- _Text_
------------------------------------

This paper provides a high-level introduction to restrictive practices in residential aged care in Australia. It has been prepared by staff of the Office of the Royal Commission into Aged Care Quality and Safety but does not represent a direction or position of the Royal Commission in relation to this area. Any views expressed are not necessarily the views of the Commissioners.
The use of restrictive practices in residential aged care in Australia is contentious. There is significant public interest in the issue of restraint and ways to reduce or avoid it. Numerous media reports and inquiries have highlighted accounts of the misuse or overuse of physical restraint and psychotropic medication. This includes personal accounts from members of the public about residents being physically restrained frequently, or for long periods of time, or restrained without consent.
Restrictive practices can elicit concern for a number of reasons. Fundamentally, they impact on the liberty and dignity of the care recipient. In circumstances where they are not absolutely necessary, their use is likely to sit uncomfortably for many. Their use without lawful consent may infringe the resident’s legal rights and constitute a civil or criminal offence, such as assault or false imprisonment, although there are very few cases in Australia where a criminal or civil complaint has been pursued to challenge the use of a restraint in an aged care setting.
Physical and chemical restraint can have significant adverse effects on a resident, both physically and psychologically. There are also fundamental questions about their effectiveness.

------------------------------------

- _Task 1_
Retype the passage of the text on restrictive practices in aged care, starting at "Physical and chemical" and ending at "about their effectiveness.".
- _Task 2_
According to the text on restrictive practices in aged care, who prepared the paper?
- _Task 3_
Does each statement below agree with the text on restrictive practices in aged care? Answer yes or no for each, quoting the deciding words.
(a) The paper represents a position of the Royal Commission.
(b) Many criminal or civil complaints have been pursued in Australia to challenge restraint in aged care.
(c) Restrictive practices affect the liberty and dignity of the care recipient.

- _Listed records_
------------------------------------

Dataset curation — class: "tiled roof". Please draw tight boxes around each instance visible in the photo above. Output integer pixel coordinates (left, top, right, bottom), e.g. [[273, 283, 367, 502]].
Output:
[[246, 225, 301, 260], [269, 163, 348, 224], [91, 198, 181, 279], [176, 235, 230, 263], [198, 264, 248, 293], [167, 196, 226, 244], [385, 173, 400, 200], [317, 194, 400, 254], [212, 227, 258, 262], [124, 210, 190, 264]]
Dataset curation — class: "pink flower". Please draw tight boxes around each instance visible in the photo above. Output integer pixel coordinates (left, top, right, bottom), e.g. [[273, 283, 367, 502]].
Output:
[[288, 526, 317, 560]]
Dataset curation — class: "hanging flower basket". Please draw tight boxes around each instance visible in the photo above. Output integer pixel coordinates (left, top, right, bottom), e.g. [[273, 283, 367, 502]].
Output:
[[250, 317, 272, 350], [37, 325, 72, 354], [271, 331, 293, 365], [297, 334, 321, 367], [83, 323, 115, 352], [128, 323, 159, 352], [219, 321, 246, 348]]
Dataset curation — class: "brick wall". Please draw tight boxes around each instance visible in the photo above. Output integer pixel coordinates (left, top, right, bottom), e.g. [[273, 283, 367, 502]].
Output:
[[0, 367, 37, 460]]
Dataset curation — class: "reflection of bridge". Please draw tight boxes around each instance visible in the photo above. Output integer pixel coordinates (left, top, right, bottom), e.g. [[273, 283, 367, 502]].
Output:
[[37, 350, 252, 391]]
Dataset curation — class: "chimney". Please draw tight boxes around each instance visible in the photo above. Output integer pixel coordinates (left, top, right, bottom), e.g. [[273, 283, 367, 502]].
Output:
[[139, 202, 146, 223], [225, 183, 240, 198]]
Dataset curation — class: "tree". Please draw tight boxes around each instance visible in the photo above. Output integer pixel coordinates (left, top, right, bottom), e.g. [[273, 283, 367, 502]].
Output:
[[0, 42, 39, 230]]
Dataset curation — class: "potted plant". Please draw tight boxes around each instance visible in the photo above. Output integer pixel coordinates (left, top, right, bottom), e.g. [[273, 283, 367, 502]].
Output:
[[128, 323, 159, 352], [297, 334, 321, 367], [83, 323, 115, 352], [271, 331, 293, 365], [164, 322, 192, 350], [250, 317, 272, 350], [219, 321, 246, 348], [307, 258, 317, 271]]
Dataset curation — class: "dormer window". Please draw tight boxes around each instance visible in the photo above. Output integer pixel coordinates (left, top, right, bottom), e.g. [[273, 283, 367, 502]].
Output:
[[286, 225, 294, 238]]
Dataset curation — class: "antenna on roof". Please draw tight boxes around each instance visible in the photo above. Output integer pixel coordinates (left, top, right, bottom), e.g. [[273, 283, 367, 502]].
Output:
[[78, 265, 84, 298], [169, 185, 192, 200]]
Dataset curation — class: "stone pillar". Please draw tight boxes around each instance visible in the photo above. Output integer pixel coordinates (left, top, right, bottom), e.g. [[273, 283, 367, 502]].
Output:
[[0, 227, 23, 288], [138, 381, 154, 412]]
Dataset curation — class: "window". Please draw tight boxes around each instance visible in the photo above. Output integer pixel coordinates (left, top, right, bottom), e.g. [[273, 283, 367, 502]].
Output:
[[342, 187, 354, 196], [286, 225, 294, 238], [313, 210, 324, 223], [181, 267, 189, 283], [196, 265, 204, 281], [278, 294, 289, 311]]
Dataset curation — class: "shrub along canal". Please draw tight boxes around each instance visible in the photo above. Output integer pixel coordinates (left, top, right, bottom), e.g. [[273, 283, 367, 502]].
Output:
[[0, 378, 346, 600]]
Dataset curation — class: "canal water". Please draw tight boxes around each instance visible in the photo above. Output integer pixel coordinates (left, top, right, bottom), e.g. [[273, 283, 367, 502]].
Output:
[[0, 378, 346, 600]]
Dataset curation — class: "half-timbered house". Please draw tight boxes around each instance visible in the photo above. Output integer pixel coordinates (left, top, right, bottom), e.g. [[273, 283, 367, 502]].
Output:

------------------------------------

- _Output 1_
Physical and chemical restraint can have significant adverse effects on a resident, both physically and psychologically. There are also fundamental questions about their effectiveness.

- _Output 2_
Staff of the Office of the Royal Commission into Aged Care Quality and Safety.

- _Output 3_
(a) No: "does not represent a direction or position of the Royal Commission in relation to this area"
(b) No: "there are very few cases in Australia where a criminal or civil complaint has been pursued to challenge the use of a restraint in an aged care setting"
(c) Yes: "they impact on the liberty and dignity of the care recipient"